- _EXERCISE TASK_
Render every entry verbatim.

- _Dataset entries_
>>>

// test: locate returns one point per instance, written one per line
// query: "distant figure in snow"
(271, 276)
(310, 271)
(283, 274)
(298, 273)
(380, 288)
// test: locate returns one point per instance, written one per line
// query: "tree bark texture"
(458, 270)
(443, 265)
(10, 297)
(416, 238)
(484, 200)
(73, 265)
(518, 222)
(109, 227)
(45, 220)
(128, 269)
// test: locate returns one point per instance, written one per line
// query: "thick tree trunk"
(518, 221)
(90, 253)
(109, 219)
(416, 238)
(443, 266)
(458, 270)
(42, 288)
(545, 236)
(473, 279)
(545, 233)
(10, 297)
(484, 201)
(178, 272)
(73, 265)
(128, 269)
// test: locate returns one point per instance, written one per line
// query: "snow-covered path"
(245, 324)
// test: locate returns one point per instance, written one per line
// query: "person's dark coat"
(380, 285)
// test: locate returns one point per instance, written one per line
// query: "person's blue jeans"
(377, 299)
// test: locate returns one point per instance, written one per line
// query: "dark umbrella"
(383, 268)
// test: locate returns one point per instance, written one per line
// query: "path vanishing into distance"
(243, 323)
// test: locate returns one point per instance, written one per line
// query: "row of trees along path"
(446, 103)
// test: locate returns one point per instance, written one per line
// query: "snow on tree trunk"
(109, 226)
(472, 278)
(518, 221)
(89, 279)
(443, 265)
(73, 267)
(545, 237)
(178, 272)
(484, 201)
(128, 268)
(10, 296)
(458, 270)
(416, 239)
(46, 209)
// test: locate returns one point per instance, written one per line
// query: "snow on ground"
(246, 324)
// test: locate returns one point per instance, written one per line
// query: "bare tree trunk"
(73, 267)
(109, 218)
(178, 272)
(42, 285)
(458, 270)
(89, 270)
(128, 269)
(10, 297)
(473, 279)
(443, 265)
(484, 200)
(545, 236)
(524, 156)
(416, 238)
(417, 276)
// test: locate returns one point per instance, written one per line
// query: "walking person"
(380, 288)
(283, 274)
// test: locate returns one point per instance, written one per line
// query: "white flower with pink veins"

<<<

- _REPLY_
// test: locate returns one point per instance, written one per line
// query: "distant figure in snow"
(271, 276)
(310, 271)
(283, 274)
(298, 273)
(380, 288)
// test: locate returns one point per instance, written one per line
// query: "tree bark texture"
(458, 270)
(443, 265)
(10, 297)
(416, 238)
(484, 200)
(73, 265)
(518, 222)
(109, 227)
(45, 220)
(128, 269)
// test: locate returns one point per instance, written one per line
// query: "thick tree trunk"
(518, 221)
(90, 253)
(109, 219)
(416, 238)
(443, 266)
(458, 270)
(42, 288)
(545, 236)
(473, 279)
(545, 233)
(10, 297)
(484, 201)
(178, 272)
(73, 265)
(128, 269)
// test: locate returns one point per instance, written one per line
// query: "snow-covered path"
(245, 324)
// test: locate returns one point per instance, written one per line
// query: "person's dark coat"
(380, 285)
// test: locate returns one point per instance, written one per line
// query: "person's blue jeans"
(377, 299)
// test: locate returns one point per instance, written one per line
// query: "dark umbrella"
(383, 268)
// test: locate returns one point per instance, written one per line
// query: "path vanishing into distance"
(243, 323)
// test: locate returns one point per instance, written one per line
// query: "row of trees along path"
(446, 103)
// test: locate returns one point per instance, written one per line
// query: "snow on tree trunk"
(109, 226)
(472, 278)
(518, 221)
(89, 279)
(443, 265)
(73, 267)
(545, 237)
(178, 272)
(484, 201)
(128, 268)
(10, 296)
(458, 270)
(416, 239)
(46, 209)
// test: locate returns one point per instance, written one per line
// query: "snow on ground"
(246, 324)
// test: locate returns one point per instance, written one per line
// query: "bare tree trunk"
(73, 267)
(109, 218)
(178, 272)
(42, 285)
(458, 270)
(89, 270)
(128, 269)
(10, 297)
(473, 279)
(443, 265)
(484, 200)
(545, 236)
(524, 156)
(416, 238)
(417, 276)
// test: locate returns one point per instance, written one per line
// query: "walking person"
(380, 288)
(283, 274)
// test: locate returns one point per instance, written one per line
// query: "white flower with pink veins"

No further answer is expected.